▸ Text block:
┏━━

/modular_rl

Implementation of TRPO and related algorithms

Primary LanguagePythonMIT LicenseMIT

This is not my code. This is from John Schulman's modular_rl. I made minor changes and added some files to make things easier.

Getting started

Packages for modular rl:

virtualenv env
source env/bin/activate
pip install numpy tabulate scipy sklearn
pip install keras==1.0.1
pip install theano==0.8.2

Gym + optional mujoco-py if you don't already have it:

git clone git@github.com:openai/gym.git
cd gym
pip install -e .
pip install mujoco-py==0.5.7

If you would like to use mujoco-py make sure that you have mujoco 131 installed with a valid license.

Run this to make sure it's working:

KERAS_BACKEND=theano python ./run_pg.py --env HalfCheetah-v1 --agent modular_rl.agentzoo.TrpoAgent

When you run this, a new directory will be created in data/IDENTIFIER/. Each iteration, it will save weights.pkl, which contains the network weights/biases, and stats.pkl, which contains mean/std for inputs.

Once that's finished, you can check to see that everything was saved properly by running

python test.py --ident IDENTIFIER

Replace IDENTIFIER with your randomly generated identifier. Feel free to look through test.py and knet.py to see how to load the policies.

This code requires fairly specific package versions. If you only care about getting a policy and not modifying/analyzing the RL part, then the best thing to do is run the code in this env and then copy the weights/stats to your project and use your own project's env. The reason that I recommend this is that this version of Keras is very outdated.

┗━━

Records from a data source:

┏━━

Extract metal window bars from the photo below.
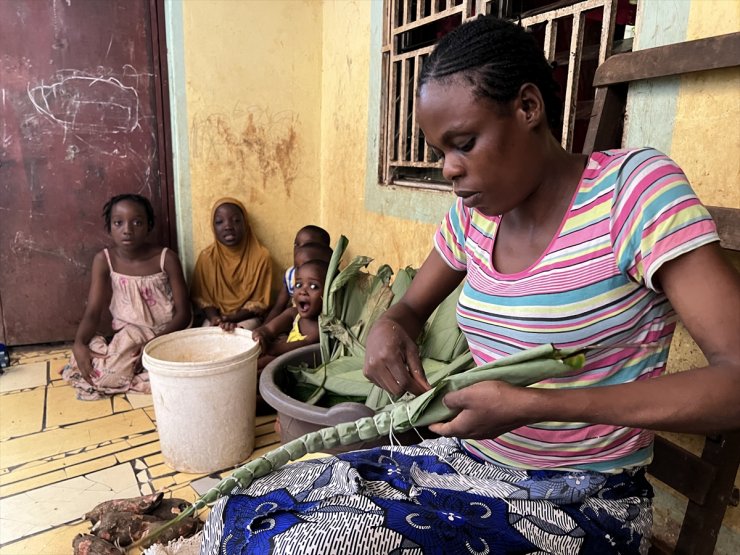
[379,0,617,189]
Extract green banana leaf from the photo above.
[286,236,473,410]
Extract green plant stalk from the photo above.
[131,344,585,548]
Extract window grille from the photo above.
[379,0,624,189]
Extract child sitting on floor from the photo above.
[62,194,191,401]
[191,197,272,331]
[252,260,329,370]
[264,225,333,324]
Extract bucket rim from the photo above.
[142,326,260,373]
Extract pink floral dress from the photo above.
[62,248,175,401]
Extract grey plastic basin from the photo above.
[259,345,427,453]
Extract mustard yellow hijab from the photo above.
[191,197,272,314]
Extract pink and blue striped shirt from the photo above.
[435,149,719,472]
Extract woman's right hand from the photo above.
[362,317,431,396]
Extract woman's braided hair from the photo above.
[418,16,562,132]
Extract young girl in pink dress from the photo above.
[62,194,191,401]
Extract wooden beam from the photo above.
[594,32,740,87]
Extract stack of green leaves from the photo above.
[284,236,474,411]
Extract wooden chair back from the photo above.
[584,33,740,555]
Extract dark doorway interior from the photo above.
[0,0,176,345]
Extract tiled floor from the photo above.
[0,346,279,555]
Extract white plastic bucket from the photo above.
[142,327,259,473]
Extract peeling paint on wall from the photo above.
[190,106,300,201]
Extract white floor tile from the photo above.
[0,361,46,393]
[0,465,141,544]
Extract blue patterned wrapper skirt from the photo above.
[201,438,652,555]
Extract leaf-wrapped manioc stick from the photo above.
[133,344,587,547]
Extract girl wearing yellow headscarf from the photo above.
[191,197,272,331]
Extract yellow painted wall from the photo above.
[182,0,740,300]
[321,0,440,268]
[182,0,322,285]
[671,0,740,208]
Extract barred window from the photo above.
[379,0,637,189]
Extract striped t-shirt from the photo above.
[435,149,719,472]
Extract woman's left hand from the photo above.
[429,381,539,439]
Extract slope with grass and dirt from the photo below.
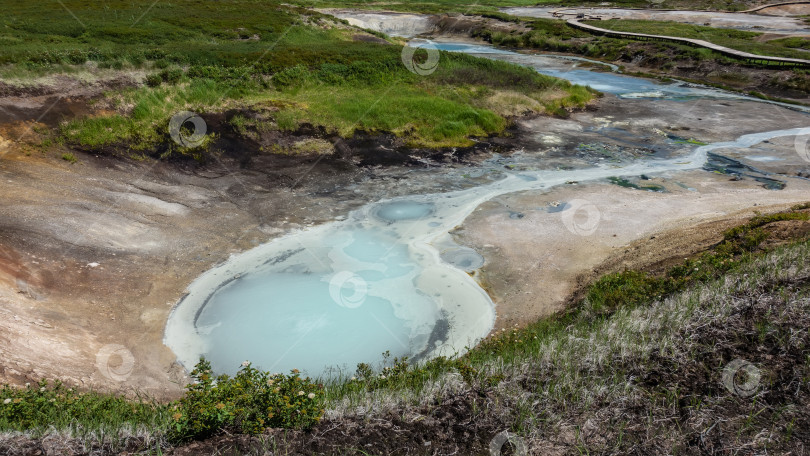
[0,0,590,156]
[0,204,810,455]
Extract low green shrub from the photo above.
[169,359,324,441]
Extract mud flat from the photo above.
[0,37,810,396]
[501,7,810,35]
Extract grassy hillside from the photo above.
[0,0,591,154]
[589,19,810,59]
[0,204,810,454]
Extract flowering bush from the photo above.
[170,359,324,441]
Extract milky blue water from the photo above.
[165,44,810,376]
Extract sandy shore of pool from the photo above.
[0,91,810,397]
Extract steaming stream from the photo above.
[165,39,810,376]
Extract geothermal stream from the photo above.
[165,35,810,376]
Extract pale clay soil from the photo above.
[0,91,810,397]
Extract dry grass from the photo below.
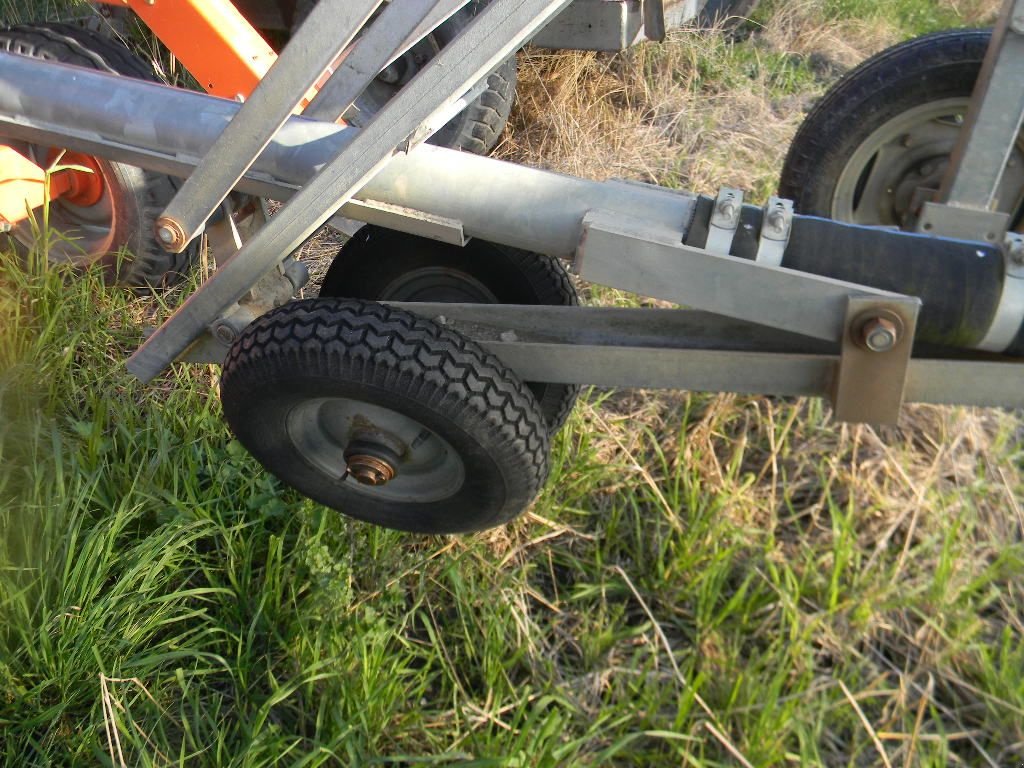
[0,0,1024,767]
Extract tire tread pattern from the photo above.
[779,30,991,216]
[221,298,548,532]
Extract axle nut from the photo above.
[860,317,899,352]
[346,454,395,485]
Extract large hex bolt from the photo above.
[860,317,899,352]
[154,216,188,253]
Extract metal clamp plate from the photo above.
[756,198,793,266]
[705,186,743,256]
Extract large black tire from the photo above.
[779,30,1024,227]
[221,299,548,534]
[0,24,198,289]
[319,224,580,434]
[295,0,516,155]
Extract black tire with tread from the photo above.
[221,299,548,534]
[319,224,580,435]
[0,24,198,288]
[779,30,991,217]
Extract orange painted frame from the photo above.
[91,0,278,98]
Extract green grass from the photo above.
[0,5,1024,767]
[6,250,1024,766]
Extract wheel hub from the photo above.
[345,454,395,486]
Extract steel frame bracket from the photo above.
[831,296,921,424]
[127,0,569,382]
[933,0,1024,217]
[575,207,921,424]
[916,202,1010,243]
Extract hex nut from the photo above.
[860,317,899,352]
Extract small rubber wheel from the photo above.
[0,24,198,289]
[293,0,516,155]
[221,299,548,534]
[779,30,1024,227]
[321,224,580,434]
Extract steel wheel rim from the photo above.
[11,144,118,266]
[286,397,466,504]
[830,97,1024,226]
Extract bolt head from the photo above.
[861,317,899,352]
[213,323,238,344]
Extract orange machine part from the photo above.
[99,0,278,98]
[0,145,77,224]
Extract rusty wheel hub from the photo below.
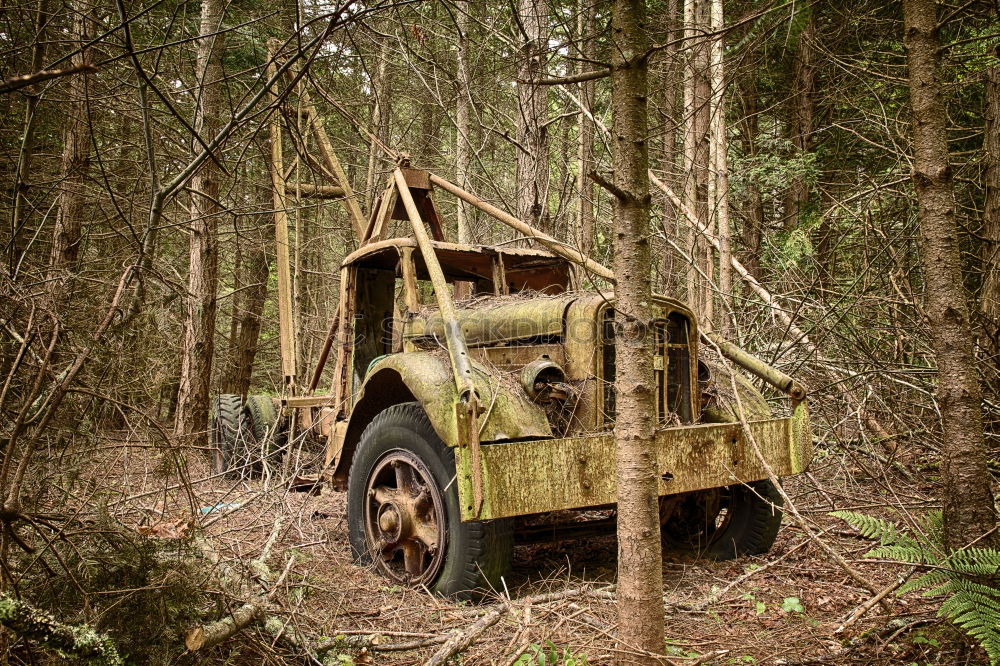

┗━━

▸ Your instructions: According to the modular_rl setup instructions, what does the stats.pkl file saved at each iteration contain?

▸ Exercise result: It contains the mean and standard deviation for inputs.